• Data shown
──────

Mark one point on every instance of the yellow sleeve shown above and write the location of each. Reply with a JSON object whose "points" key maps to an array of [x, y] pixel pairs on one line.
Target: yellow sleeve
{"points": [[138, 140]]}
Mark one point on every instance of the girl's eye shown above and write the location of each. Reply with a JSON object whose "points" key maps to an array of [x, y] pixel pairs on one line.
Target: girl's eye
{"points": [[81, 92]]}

──────

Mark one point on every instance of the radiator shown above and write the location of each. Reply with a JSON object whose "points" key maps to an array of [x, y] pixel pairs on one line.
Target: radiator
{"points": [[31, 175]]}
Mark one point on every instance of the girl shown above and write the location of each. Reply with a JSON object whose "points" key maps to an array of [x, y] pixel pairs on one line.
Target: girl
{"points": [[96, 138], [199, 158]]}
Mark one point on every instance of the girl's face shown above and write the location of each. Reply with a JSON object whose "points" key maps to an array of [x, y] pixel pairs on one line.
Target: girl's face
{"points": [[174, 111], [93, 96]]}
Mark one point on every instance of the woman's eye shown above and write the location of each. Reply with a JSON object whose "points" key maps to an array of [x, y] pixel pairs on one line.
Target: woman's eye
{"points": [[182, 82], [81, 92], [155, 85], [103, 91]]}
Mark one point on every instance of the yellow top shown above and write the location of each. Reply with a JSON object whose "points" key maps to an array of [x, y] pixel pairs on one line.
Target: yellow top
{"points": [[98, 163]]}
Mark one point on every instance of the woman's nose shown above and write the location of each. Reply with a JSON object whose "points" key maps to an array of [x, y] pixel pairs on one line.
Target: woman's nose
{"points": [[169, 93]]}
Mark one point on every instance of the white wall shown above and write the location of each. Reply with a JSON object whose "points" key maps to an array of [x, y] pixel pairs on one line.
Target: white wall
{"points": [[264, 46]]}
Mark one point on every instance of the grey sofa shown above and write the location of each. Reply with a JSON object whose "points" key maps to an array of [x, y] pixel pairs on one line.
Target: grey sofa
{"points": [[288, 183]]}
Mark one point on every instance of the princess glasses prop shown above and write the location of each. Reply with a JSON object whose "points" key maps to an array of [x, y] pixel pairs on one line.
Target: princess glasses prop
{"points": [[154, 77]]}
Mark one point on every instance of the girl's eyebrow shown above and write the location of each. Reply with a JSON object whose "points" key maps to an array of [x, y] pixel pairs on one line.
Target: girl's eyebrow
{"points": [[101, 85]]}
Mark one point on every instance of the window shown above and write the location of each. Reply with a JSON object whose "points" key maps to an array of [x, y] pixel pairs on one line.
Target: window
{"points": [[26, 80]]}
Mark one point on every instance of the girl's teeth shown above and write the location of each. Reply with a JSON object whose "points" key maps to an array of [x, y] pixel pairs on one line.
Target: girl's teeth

──────

• Exercise
Copy the rows again, starting at the line that contains "Mark one point on every instance of the girl's eyebrow" and ending after the line that contains "Target: girl's teeth", with every "Target" replaced by "Label" and nothing else changed.

• Exercise output
Mark one point on every instance of the girl's eyebrow shown above and write the location of each. Reply with a JSON object whose "points" key maps to an array of [x, y] pixel pairs on one line.
Label: girl's eyebrow
{"points": [[101, 85]]}
Mark one point on every instance of the window shown above and write the location of each. Reply with a JSON object whose "points" key maps to an array of [x, y] pixel pairs on one line.
Label: window
{"points": [[26, 80]]}
Mark one point on every instance of the girl's teeth shown above and write the location of each. Reply with a JSON object whose "points" key maps to an array of [x, y] pixel pairs on one line.
Label: girl's teeth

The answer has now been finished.